--- start of Listing ---
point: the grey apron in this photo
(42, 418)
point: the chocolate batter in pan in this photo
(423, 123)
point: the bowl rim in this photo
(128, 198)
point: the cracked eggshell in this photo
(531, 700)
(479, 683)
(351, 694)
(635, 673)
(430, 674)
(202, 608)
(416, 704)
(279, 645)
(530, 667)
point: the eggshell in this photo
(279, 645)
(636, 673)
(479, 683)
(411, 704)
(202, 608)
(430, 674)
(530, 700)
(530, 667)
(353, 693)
--- end of Listing ---
--- start of Listing ---
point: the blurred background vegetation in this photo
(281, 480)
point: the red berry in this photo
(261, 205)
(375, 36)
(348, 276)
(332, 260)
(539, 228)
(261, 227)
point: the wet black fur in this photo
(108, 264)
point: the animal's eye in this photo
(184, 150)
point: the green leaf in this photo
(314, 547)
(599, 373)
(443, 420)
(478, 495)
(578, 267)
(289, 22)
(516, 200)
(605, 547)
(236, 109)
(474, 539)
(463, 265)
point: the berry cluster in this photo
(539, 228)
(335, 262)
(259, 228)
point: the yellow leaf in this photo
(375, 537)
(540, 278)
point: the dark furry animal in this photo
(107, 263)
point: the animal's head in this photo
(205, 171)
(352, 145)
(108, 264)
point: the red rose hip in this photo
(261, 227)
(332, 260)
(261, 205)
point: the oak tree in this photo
--- end of Listing ---
--- start of Listing ---
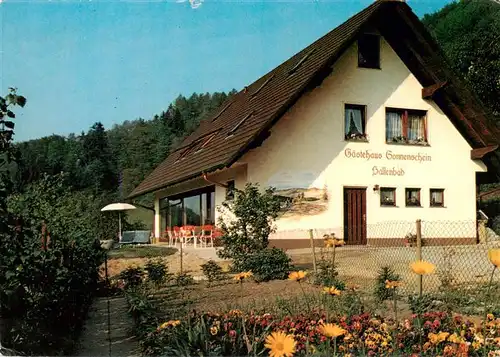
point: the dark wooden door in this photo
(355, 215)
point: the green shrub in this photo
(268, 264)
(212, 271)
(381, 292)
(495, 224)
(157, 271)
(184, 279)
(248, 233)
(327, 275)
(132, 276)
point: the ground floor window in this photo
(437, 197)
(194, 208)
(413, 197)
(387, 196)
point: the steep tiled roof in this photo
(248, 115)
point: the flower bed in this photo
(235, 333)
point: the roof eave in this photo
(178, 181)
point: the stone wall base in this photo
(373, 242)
--- end of Listing ---
What you will do:
Please count the lines in the material above that contain the word "green" and reply with the number alone.

Answer to this exercise:
2